Expert Tips for Perfect Chicken Fajitas Every Time
Slice Evenly: Thin, uniform chicken slices ensure quick and even cooking.
Don’t Overcrowd the Pan: Space allows everything to caramelize instead of steam.
Use Fresh Limes: Bottled lime juice just doesn’t compare to the bright flavor of fresh.
Rest Before Serving: Let the chicken rest 2–3 minutes before slicing to seal in juices.
Customize the Heat: Red pepper flakes are optional — add more or less based on your spice preference.
Use a Quality Griddle: Nonstick, even heating, and toxin-free — your Caraway double burner griddle makes all the difference!
Garnish and Serving Ideas
Add guacamole or sliced avocado for a creamy finish.
Serve with rice or quinoa for a heartier meal.
Add fresh jalapeño slices if you love spice.
Top with crumbled queso fresco or cotija cheese for a touch of saltiness.
Serve with extra lime wedges — that bright citrus pop enhances every bite! Yum!
For more one-pan ideas, explore
Easy Chicken Fajitas Recipe
Equipment
- Double burner griddle or stovetop to oven pan. Or baking sheet.
- Parchment paper or non-stick baking spray
- Cutting board
- Knife
- Wooden spatula
Ingredients
For The Fajitas
- 3 boneless, skinless chicken breast sliced longways into thin strips
- 1 tbsp chili powder
- 1 tbsp garlic powder
- 1 tbsp smoked paprika
- 2 tbsp olive oil
- ¼ tsp red pepper flakes optional
- 3 bell peppers deseeded, sliced longways
- 1 red onion sliced into strips
- 2 tbsp Olive oil
For The Creamy Yogurt Sauce
- ½ cup Greek yogurt or sour cream
- ¼ cup cilantro chopped, divided. Half for garnish
- 1 tsp everything bagel seasoning
- 1 tsp Valencia hot sauce or your favorite hot sauce
For Serving
- Warm tortillas flour or corn
- Shredded cheese
- Fresh lime wedges
- Cilantro for garnish
- Sea salt
- Ground black pepper
Instructions
- Preheat your oven 425℉. If using a baking sheet, add foil and spray with non-stick spray.
- In a large bowl, mix chicken, chili powder, garlic powder, smoked paprika, red pepper flakes, and olive oil together. Set aside.
- Over medium heat, add olive oil and veggies to the pan on a stovetop-to-oven safe skillet. Place olive oil and veggies on your prepared baking sheet if skipping the stovetop.
- Sauté your veggie 10 minutes or until onions and peppers have softened and onions are translucent. If baking, bake 10 minutes.
- Next, add chicken slices to your pan and bake for 11 minutes.
- If using the baking method throughout, remove your veggies from the oven and add the chicken strips. Bake 11 minutes.

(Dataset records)
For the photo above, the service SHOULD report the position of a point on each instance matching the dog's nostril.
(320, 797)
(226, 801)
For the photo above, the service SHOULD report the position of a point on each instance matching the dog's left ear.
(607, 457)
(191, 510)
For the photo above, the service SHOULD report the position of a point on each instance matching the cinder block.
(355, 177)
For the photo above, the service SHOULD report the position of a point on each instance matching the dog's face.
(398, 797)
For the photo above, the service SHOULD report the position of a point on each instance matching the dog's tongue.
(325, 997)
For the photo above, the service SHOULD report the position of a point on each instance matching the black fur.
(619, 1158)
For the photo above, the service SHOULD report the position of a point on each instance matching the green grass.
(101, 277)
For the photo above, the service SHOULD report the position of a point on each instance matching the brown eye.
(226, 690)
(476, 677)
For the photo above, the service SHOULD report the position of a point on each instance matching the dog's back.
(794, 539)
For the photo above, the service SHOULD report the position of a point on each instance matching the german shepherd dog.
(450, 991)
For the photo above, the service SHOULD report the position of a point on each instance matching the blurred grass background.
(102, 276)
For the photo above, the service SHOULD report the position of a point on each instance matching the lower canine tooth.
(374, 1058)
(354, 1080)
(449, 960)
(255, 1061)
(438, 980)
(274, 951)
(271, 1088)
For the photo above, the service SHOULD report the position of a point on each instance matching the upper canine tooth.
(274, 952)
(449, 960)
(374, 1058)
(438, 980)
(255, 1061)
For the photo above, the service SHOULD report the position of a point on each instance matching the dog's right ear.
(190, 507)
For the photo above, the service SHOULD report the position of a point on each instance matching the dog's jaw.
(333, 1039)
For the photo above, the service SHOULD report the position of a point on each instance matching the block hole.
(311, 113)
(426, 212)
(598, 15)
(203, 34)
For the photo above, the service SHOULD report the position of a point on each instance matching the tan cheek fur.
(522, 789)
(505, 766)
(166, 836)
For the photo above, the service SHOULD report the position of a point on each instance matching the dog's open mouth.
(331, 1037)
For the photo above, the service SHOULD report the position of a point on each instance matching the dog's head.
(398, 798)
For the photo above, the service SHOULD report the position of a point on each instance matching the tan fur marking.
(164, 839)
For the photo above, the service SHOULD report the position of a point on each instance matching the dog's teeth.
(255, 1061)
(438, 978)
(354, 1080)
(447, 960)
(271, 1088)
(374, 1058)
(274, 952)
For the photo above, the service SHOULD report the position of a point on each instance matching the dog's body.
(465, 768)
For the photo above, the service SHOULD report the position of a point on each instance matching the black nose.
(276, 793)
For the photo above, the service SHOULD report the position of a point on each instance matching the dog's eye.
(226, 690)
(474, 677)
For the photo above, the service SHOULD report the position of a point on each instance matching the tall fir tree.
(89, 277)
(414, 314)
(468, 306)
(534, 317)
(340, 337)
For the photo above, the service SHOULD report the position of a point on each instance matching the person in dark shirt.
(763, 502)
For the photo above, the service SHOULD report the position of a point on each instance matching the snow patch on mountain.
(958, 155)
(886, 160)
...
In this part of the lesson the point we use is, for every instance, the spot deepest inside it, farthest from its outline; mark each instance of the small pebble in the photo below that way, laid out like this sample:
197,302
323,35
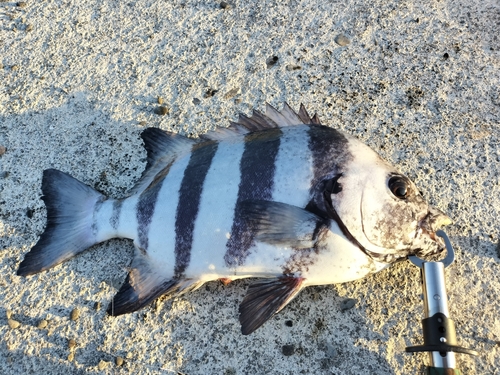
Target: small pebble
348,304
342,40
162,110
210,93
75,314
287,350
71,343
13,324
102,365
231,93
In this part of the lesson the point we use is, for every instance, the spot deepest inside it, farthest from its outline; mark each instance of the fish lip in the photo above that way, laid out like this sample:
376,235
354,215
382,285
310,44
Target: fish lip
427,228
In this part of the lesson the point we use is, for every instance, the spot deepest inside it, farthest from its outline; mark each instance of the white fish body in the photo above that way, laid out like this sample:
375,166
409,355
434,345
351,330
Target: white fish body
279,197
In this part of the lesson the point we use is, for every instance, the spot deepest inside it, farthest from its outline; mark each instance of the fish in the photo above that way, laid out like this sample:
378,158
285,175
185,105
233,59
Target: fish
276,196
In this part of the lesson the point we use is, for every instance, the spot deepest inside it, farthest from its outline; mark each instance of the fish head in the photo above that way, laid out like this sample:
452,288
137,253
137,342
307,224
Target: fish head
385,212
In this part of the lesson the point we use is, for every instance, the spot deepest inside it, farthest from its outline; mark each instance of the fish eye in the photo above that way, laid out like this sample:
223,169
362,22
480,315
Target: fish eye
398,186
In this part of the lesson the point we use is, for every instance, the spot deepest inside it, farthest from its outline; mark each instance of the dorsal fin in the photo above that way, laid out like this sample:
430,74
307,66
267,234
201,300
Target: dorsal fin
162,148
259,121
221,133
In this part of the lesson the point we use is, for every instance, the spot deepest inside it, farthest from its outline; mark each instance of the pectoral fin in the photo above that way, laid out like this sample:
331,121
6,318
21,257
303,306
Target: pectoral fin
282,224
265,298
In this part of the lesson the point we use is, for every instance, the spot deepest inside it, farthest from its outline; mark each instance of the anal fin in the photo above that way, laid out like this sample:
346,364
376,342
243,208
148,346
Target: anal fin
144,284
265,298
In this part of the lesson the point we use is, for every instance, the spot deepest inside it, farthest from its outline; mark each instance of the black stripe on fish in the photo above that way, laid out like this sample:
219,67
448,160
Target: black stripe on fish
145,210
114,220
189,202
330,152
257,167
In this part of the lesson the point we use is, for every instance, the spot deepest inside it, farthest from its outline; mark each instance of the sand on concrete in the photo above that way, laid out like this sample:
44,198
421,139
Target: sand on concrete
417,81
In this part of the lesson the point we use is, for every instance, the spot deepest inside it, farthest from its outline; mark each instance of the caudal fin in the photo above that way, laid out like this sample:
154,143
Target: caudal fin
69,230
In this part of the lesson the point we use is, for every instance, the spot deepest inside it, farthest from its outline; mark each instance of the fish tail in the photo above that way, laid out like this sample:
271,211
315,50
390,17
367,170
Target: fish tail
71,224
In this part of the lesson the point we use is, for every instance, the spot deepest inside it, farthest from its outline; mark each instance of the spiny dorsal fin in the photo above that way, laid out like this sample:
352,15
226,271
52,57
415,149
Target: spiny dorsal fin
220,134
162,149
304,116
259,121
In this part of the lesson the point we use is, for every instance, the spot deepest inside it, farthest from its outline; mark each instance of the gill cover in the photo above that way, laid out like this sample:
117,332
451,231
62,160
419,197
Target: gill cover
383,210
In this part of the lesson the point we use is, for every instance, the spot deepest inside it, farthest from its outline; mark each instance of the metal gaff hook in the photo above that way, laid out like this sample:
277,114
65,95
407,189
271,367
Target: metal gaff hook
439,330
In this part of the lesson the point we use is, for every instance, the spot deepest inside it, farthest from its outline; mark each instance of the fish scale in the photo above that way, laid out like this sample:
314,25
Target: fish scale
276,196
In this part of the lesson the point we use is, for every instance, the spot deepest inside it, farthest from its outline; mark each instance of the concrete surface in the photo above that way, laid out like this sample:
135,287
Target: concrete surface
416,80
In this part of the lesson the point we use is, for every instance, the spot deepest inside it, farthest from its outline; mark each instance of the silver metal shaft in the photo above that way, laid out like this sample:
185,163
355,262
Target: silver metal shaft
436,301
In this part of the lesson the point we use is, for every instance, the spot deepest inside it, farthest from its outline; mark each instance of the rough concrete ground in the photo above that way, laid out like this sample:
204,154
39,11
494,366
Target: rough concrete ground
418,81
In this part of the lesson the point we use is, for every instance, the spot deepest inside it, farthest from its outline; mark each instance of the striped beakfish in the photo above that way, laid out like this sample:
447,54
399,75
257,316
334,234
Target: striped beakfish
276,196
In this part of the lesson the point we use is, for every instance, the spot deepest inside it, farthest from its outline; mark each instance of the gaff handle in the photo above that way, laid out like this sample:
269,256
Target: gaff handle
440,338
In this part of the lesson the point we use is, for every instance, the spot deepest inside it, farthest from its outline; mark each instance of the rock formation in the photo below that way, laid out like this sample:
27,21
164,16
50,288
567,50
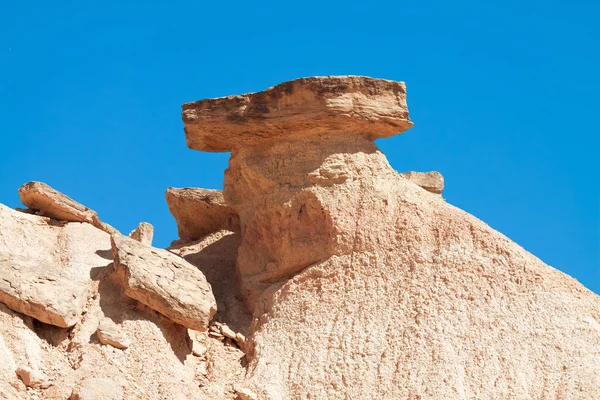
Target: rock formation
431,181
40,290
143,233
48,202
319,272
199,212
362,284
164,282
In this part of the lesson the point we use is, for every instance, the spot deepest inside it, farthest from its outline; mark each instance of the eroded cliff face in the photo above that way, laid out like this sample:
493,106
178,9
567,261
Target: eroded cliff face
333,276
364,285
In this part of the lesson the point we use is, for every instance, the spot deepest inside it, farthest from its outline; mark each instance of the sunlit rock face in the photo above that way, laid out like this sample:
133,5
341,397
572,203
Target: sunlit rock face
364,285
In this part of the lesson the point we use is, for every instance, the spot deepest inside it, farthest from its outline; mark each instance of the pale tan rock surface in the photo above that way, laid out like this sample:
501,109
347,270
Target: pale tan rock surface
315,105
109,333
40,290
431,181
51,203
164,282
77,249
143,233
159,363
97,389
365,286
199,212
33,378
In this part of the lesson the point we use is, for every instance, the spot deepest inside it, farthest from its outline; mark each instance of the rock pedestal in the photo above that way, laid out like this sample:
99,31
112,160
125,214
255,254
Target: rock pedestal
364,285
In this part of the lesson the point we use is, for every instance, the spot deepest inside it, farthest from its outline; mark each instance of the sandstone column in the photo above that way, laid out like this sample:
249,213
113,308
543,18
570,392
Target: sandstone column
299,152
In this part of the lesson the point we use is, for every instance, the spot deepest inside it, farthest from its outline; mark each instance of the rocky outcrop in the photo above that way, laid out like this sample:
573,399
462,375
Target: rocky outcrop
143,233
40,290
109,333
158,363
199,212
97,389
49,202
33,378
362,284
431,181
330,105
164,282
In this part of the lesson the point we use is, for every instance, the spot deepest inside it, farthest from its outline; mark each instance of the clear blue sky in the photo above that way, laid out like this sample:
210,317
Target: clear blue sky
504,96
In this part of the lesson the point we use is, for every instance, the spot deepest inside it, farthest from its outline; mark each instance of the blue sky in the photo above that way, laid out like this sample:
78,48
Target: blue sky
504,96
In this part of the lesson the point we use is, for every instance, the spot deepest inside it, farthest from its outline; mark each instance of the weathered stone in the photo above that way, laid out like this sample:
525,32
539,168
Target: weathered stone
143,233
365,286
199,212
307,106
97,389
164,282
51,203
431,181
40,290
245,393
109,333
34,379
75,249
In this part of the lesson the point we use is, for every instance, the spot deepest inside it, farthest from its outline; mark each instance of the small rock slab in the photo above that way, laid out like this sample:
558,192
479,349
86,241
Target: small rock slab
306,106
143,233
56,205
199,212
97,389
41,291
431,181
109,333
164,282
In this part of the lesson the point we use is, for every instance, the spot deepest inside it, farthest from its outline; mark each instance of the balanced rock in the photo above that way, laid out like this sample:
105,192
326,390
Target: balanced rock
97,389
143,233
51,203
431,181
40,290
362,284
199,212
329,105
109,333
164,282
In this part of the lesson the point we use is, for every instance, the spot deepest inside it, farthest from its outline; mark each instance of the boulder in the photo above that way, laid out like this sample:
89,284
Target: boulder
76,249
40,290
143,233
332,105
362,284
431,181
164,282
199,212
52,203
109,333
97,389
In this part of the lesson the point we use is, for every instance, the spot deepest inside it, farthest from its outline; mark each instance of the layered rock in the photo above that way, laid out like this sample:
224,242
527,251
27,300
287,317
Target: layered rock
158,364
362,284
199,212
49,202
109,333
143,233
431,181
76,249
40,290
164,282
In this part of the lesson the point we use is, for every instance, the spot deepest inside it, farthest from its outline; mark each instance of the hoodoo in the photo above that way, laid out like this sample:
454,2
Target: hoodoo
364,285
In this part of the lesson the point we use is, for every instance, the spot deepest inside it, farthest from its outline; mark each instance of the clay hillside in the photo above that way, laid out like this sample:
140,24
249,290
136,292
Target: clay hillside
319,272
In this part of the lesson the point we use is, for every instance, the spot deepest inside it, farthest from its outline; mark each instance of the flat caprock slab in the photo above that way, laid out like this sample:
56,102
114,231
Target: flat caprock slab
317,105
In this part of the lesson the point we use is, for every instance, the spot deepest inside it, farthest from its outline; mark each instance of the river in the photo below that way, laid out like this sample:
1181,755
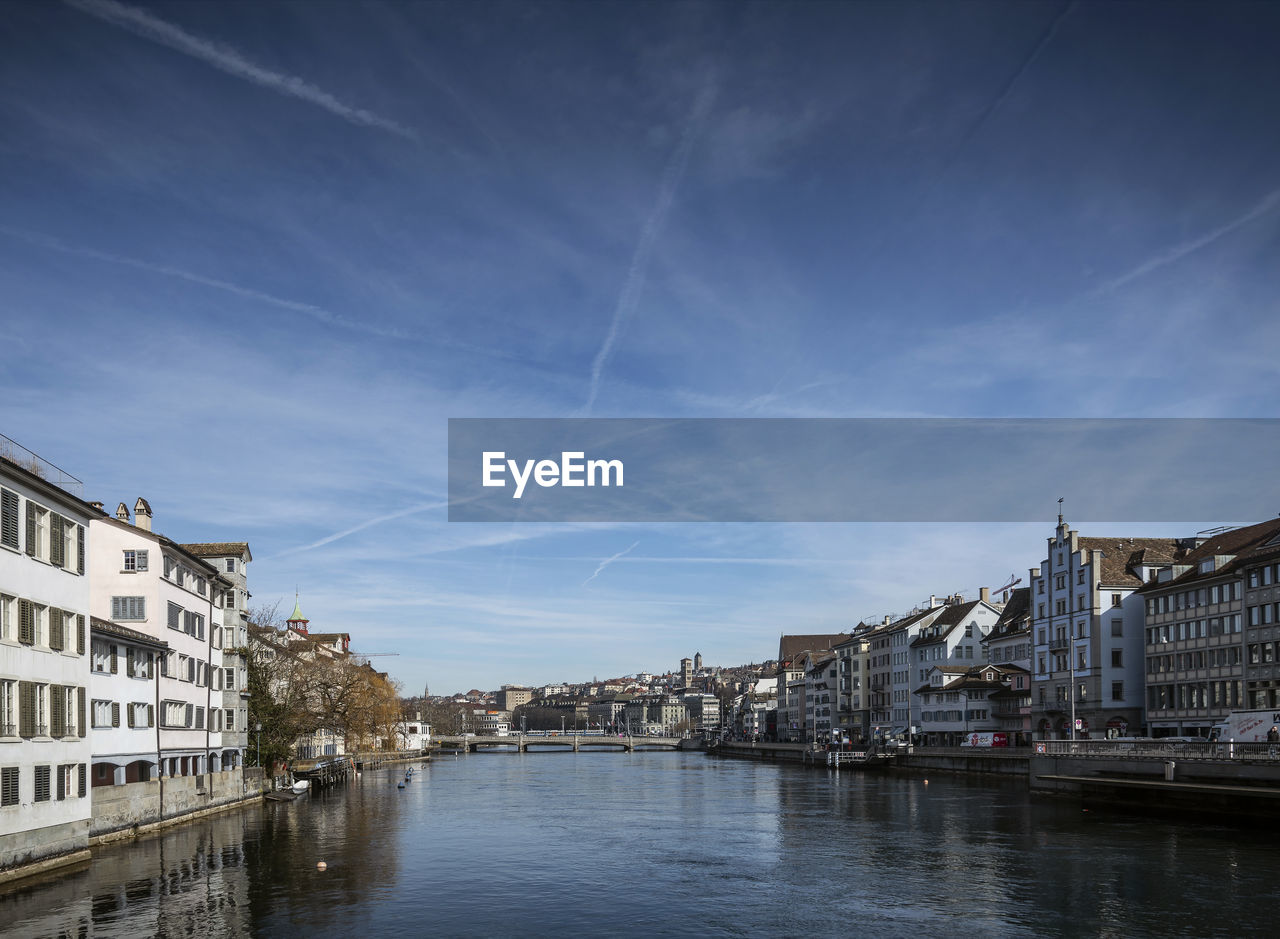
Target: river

**ACTIONS TO TAKE:**
1: Quote the chicken fajitas recipe word for word, beginning at the words "Use Fresh Limes: Bottled" and stopping after the words "a creamy finish.".
2: Extend the chicken fajitas recipe by writing what comes after its last sentence.

**EXPECTED OUTPUTS:**
1:
Use Fresh Limes: Bottled lime juice just doesn’t compare to the bright flavor of fresh.
Rest Before Serving: Let the chicken rest 2–3 minutes before slicing to seal in juices.
Customize the Heat: Red pepper flakes are optional — add more or less based on your spice preference.
Use a Quality Griddle: Nonstick, even heating, and toxin-free — your Caraway double burner griddle makes all the difference!
Garnish and Serving Ideas
Add guacamole or sliced avocado for a creamy finish.

2:
- In the meantime, make your sauce.
- Serve your chicken fajitas family style with your favorite fixings. Enjoy!
Notes
Nutrition Facts (Per Serving)
| Nutrient | Amount |
|---|---|
| Calories | 355 kcal |
| Protein | 39g |
| Carbohydrates | 14g |
| Fat | 15g |
| Saturated Fat | 3g |
| Fiber | 3g |
| Sugar | 6g |
| Sodium | 520mg |
| Cholesterol | 105mg |
Frequently Asked Questions
How do you make sheet pan chicken fajitas not soggy?
Sheet pan chicken fajitas stay crisp when everything is spread in a single layer and not overcrowded. Bake at 400–425°F so the ingredients roast instead of steam. For best results, use a large sheet pan and avoid piling ingredients.
Can I make sheet pan chicken fajitas ahead of time?
Yes, sheet pan chicken fajitas can be prepped ahead by slicing and seasoning the ingredients up to 24 hours in advance. Store them in the refrigerator and bake when ready. This can even improve flavor as the seasoning has time to absorb.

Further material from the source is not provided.